== Supplied entries ==
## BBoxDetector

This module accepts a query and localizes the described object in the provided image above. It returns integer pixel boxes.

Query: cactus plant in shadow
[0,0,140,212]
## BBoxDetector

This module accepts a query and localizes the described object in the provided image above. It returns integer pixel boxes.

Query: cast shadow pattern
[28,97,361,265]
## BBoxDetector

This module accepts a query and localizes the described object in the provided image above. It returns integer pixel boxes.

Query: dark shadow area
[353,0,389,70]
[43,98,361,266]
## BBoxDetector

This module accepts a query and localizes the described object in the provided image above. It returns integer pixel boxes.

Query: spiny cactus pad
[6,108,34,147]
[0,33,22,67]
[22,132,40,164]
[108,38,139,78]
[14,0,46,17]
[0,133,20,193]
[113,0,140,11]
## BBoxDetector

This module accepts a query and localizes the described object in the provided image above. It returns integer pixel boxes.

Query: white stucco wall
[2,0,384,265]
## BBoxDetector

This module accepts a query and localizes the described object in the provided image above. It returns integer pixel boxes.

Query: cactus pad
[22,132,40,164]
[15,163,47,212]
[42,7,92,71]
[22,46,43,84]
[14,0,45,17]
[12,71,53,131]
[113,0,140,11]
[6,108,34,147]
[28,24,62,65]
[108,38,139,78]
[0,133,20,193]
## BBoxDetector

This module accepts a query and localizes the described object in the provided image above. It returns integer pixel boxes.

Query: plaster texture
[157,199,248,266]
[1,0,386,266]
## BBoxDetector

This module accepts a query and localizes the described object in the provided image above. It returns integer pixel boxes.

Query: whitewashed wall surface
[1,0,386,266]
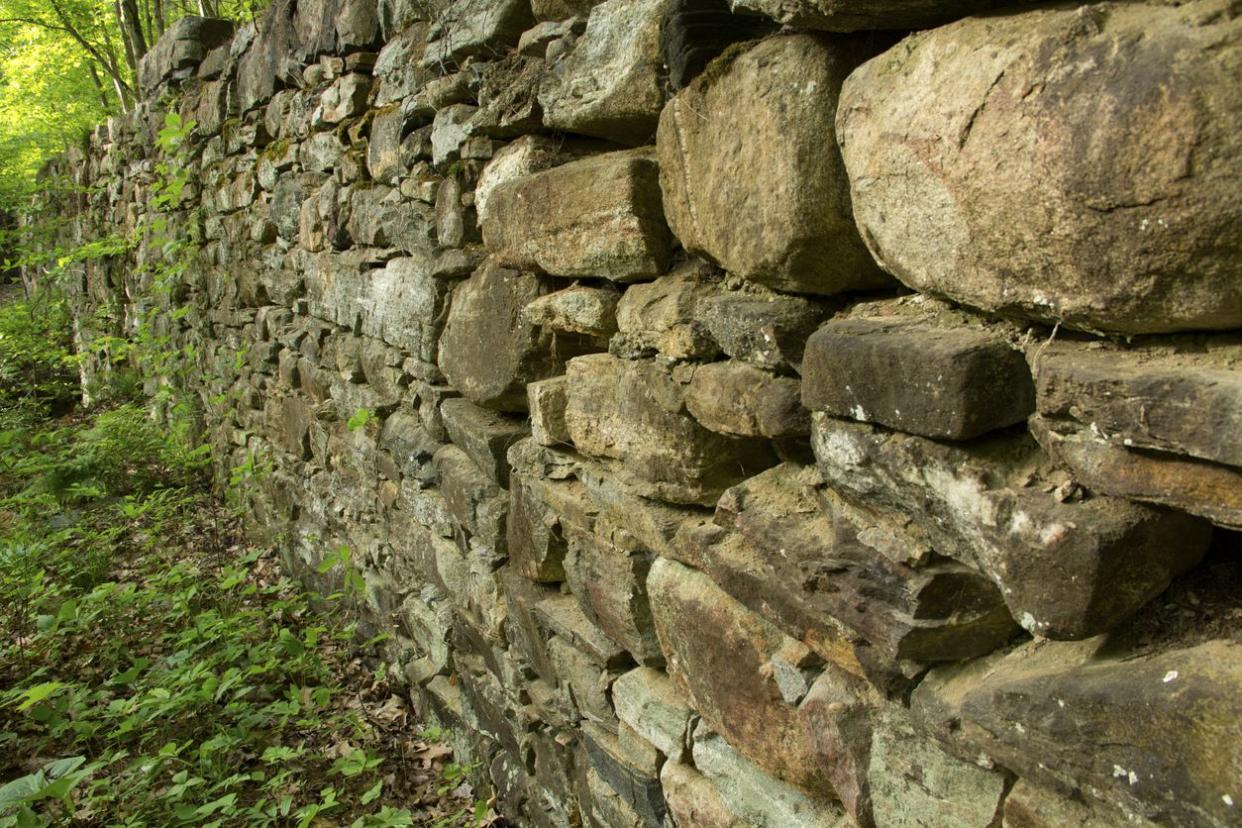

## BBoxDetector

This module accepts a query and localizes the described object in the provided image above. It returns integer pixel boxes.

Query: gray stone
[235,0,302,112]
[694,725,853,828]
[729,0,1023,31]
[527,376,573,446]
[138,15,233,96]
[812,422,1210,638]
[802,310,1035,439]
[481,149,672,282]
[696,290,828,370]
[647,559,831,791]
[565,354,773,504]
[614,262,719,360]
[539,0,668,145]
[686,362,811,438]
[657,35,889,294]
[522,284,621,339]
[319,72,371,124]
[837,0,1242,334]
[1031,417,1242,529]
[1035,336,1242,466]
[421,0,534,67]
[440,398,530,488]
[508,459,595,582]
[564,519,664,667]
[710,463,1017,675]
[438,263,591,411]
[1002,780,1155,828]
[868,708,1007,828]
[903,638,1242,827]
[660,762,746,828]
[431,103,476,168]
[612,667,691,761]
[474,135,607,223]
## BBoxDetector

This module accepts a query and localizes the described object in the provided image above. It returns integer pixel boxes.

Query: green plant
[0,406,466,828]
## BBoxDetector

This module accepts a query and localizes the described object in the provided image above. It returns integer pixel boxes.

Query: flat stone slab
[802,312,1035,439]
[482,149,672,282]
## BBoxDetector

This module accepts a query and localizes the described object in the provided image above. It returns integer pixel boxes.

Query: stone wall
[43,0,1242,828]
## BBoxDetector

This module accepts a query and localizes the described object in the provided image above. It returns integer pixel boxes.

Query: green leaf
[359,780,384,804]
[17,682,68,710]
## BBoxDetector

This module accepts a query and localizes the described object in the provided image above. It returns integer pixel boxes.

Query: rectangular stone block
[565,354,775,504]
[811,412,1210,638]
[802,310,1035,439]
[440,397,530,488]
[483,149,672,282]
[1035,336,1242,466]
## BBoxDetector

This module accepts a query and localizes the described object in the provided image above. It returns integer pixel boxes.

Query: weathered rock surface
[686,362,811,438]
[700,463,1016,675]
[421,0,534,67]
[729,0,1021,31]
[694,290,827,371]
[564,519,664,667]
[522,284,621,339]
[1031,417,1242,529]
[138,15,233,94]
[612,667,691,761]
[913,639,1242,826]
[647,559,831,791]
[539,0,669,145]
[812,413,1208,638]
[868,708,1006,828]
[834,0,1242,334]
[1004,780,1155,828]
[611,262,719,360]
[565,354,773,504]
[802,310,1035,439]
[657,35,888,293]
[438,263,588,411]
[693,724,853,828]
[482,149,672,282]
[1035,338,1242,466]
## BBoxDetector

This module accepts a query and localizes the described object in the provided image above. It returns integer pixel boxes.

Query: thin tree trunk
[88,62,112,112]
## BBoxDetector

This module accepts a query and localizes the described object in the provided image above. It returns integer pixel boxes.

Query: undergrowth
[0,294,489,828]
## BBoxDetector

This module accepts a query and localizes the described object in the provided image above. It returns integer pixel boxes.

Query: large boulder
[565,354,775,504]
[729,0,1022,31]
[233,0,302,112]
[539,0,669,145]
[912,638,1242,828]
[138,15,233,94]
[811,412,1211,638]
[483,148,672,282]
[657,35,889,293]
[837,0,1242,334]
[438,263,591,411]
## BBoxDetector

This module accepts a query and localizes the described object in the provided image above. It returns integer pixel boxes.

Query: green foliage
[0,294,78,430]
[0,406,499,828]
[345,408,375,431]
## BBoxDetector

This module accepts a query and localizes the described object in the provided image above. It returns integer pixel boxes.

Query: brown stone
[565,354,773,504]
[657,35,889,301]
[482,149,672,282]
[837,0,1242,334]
===
### The task
Please list each line in the entries above that contains the string "plant", treating uppercase and lowercase as different.

### Response to this exercise
Query: cactus plant in shadow
Query: green plant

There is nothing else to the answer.